Pick out every line of the data below that contains the word "slope", and copy each one in full.

--- start ---

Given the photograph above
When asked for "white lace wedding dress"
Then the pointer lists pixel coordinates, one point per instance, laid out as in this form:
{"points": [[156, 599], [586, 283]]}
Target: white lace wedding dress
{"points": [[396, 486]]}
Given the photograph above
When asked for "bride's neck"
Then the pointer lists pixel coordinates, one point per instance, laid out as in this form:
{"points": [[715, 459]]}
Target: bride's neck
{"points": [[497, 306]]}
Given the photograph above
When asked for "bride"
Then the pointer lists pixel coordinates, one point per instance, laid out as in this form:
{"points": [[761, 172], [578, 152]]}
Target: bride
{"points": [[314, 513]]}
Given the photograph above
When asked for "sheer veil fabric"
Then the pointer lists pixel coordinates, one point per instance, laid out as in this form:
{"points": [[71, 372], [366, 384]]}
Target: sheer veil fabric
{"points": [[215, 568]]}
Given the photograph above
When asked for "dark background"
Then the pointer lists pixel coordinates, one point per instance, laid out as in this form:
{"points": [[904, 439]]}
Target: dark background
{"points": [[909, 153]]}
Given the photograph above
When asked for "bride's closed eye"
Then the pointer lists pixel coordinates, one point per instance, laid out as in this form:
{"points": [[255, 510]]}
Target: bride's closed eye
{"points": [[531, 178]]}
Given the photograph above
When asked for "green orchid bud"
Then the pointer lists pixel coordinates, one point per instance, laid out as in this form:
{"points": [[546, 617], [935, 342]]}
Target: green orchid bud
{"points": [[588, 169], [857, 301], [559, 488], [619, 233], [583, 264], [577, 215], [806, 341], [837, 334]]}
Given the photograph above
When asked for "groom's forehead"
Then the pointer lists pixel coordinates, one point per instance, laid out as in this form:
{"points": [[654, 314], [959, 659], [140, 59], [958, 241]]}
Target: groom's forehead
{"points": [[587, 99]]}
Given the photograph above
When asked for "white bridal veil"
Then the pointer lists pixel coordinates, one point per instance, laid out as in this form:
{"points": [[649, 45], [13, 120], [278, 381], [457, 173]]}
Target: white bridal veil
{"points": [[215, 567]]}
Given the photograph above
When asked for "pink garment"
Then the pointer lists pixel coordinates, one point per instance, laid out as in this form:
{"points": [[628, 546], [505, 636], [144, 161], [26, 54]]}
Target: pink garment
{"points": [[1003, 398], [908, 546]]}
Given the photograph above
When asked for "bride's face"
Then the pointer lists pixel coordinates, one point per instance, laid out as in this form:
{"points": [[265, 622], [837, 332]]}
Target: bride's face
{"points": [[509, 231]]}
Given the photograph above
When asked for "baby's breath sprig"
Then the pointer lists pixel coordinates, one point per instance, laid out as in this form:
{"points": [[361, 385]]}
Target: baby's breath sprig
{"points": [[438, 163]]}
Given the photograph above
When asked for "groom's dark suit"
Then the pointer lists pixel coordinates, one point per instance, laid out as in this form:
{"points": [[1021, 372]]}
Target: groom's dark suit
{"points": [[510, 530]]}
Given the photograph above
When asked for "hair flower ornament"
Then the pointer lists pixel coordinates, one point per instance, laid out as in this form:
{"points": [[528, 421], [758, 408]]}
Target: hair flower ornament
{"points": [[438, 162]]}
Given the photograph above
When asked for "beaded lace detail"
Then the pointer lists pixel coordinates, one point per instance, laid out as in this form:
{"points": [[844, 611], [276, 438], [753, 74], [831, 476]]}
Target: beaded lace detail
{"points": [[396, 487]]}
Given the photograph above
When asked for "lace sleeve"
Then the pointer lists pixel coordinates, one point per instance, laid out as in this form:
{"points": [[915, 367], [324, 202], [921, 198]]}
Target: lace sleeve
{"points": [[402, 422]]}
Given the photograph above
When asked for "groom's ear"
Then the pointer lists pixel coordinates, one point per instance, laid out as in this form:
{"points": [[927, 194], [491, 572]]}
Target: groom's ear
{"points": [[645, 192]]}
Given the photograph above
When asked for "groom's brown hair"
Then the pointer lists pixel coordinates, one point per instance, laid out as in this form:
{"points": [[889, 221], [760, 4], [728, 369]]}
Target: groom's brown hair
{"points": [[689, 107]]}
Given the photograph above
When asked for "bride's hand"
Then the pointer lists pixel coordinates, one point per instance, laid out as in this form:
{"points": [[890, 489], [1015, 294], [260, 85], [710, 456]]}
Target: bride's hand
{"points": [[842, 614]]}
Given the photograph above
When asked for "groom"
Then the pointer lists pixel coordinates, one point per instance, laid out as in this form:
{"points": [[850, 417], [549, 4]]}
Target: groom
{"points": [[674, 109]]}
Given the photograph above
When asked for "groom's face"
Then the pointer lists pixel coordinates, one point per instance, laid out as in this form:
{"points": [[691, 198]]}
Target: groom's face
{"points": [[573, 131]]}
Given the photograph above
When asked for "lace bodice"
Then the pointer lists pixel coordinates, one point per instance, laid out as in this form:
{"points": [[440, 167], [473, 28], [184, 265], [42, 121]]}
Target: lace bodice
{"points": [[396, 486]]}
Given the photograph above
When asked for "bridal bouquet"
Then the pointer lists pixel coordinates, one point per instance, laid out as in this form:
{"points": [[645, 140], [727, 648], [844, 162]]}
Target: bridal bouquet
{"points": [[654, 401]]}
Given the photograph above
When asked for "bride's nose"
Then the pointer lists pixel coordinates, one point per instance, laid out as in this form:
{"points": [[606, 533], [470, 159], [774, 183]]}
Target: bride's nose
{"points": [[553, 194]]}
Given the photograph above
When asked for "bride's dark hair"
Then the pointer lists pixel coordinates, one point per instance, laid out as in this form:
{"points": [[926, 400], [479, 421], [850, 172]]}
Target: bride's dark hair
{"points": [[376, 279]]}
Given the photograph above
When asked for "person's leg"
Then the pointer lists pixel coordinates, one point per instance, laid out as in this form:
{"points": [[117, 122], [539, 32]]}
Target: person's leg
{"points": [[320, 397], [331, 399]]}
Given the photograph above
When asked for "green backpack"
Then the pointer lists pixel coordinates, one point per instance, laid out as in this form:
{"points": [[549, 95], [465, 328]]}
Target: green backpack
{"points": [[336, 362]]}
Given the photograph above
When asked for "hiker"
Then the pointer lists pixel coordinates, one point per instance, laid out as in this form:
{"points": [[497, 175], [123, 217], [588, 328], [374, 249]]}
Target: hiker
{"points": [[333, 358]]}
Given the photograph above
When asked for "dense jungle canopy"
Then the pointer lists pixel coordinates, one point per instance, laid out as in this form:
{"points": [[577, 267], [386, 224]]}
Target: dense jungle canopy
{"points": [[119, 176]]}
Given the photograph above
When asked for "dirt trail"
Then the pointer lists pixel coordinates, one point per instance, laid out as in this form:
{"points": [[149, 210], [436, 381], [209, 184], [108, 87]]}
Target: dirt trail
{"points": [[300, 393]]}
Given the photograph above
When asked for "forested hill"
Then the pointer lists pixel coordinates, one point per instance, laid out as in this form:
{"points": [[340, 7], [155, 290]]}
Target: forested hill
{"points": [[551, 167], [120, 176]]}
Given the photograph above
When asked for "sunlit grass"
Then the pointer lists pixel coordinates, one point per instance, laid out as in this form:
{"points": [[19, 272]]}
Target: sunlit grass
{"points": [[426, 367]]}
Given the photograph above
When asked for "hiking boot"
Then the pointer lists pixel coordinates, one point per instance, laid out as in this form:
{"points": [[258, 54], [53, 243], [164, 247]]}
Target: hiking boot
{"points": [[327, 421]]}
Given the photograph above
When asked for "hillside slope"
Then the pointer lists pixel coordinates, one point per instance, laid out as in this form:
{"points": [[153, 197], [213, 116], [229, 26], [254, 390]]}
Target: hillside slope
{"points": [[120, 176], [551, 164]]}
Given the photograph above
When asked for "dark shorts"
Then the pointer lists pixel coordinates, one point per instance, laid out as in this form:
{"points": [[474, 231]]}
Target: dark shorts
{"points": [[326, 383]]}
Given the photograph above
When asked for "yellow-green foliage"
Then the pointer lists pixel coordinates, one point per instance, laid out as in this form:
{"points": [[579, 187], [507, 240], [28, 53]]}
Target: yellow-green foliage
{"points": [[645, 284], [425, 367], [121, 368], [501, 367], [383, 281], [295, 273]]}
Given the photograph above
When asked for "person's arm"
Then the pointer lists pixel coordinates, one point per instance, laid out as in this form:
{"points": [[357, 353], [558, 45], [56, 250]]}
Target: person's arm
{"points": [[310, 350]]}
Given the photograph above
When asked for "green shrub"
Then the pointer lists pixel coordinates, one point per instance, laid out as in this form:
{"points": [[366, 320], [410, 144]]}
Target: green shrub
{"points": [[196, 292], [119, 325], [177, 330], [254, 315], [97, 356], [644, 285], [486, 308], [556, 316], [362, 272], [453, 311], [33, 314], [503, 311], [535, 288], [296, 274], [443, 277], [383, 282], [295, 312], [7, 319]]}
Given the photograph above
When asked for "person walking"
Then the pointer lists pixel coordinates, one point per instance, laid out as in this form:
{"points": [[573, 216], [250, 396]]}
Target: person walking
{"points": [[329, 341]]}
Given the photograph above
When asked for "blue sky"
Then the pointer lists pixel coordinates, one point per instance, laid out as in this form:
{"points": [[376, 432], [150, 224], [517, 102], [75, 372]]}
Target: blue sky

--- end ---

** Solution for this exercise **
When asked for "hillside slope"
Target: hillside slope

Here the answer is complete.